◆ EXERCISE PROMPT: Carry over the items from the line containing "mark the blue sky | one pin per instance." through the last line of the items, with both ends included and the requests kept. Add 147 to every number in the pin coordinates, and leave the pictures out.

[Location annotation dataset items]
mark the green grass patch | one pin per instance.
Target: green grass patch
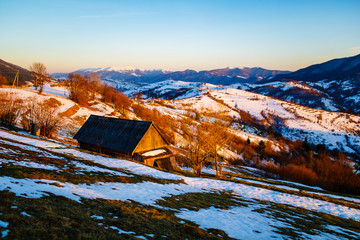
(197, 201)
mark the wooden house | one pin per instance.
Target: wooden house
(127, 139)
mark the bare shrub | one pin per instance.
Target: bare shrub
(299, 173)
(10, 109)
(79, 89)
(40, 75)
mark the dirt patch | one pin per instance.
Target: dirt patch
(70, 112)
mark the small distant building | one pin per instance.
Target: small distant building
(127, 139)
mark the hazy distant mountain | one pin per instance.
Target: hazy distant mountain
(9, 71)
(217, 76)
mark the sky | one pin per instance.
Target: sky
(174, 35)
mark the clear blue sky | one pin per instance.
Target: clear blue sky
(175, 35)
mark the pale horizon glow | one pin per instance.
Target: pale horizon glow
(177, 35)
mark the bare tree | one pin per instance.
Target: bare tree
(45, 115)
(9, 109)
(217, 139)
(40, 75)
(79, 88)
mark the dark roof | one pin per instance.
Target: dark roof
(112, 133)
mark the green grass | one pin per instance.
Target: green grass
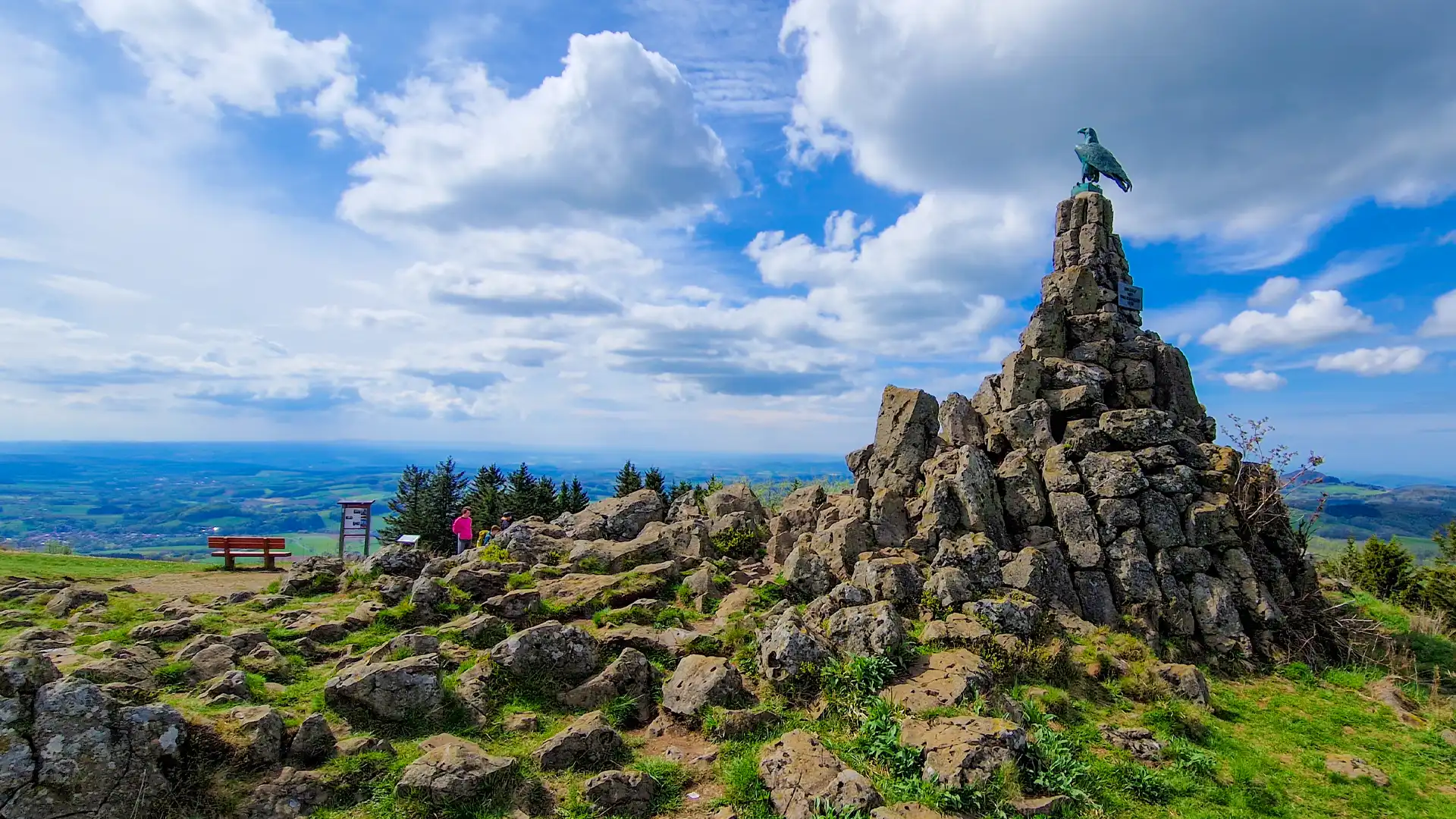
(80, 567)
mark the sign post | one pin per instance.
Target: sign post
(354, 522)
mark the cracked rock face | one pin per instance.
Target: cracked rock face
(1090, 460)
(69, 749)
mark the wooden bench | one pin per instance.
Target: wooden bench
(232, 547)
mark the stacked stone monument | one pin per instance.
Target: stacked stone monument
(1085, 472)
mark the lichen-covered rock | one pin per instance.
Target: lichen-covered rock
(905, 436)
(1024, 496)
(1006, 615)
(874, 630)
(699, 682)
(86, 755)
(397, 560)
(893, 579)
(394, 691)
(620, 793)
(788, 649)
(549, 651)
(588, 744)
(807, 573)
(261, 735)
(453, 770)
(290, 795)
(943, 679)
(617, 518)
(804, 777)
(963, 751)
(72, 598)
(629, 675)
(313, 742)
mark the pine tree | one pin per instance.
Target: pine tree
(653, 480)
(577, 497)
(546, 499)
(628, 480)
(680, 490)
(484, 499)
(408, 507)
(520, 493)
(444, 500)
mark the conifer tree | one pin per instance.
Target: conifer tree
(628, 480)
(653, 480)
(577, 497)
(406, 509)
(485, 496)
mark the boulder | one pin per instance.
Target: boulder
(1185, 681)
(261, 733)
(976, 556)
(291, 795)
(549, 651)
(892, 579)
(963, 751)
(395, 691)
(874, 630)
(905, 436)
(620, 793)
(1006, 615)
(789, 651)
(807, 573)
(72, 598)
(1024, 496)
(312, 576)
(837, 598)
(313, 742)
(699, 682)
(629, 675)
(397, 560)
(617, 518)
(588, 744)
(86, 754)
(165, 630)
(943, 679)
(804, 777)
(453, 770)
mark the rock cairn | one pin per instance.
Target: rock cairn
(1085, 472)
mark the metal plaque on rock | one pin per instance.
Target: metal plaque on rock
(1128, 297)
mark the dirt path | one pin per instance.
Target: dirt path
(181, 585)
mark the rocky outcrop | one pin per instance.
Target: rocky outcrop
(804, 777)
(71, 749)
(1085, 474)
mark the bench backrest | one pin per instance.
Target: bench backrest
(231, 542)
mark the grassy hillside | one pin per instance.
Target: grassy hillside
(80, 567)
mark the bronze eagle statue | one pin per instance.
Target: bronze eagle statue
(1098, 161)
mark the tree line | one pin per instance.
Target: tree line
(427, 502)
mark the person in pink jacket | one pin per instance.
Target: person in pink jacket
(465, 535)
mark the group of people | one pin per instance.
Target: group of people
(463, 529)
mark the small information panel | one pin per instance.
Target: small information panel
(1128, 297)
(356, 521)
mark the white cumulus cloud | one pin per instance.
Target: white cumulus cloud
(1373, 360)
(207, 53)
(1258, 381)
(1313, 318)
(1276, 292)
(1443, 316)
(615, 134)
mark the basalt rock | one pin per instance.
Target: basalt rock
(1084, 474)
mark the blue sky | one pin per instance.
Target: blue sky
(707, 224)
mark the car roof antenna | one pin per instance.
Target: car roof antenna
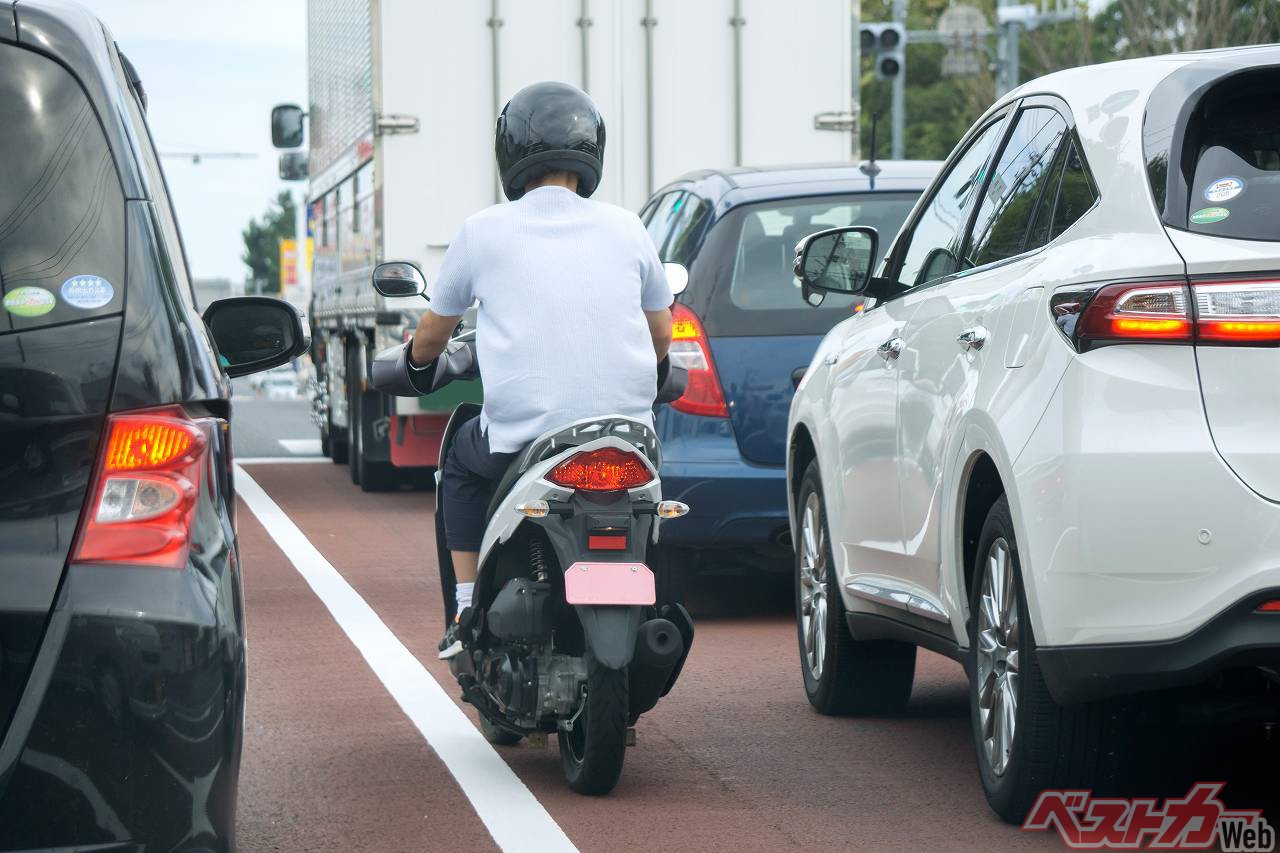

◆ EXERCISE RESPONSE:
mark the blue sky | one pin per instance.
Target: blue sky
(854, 371)
mark the car roof antenna | one pin per instance.
Target: car roof antenna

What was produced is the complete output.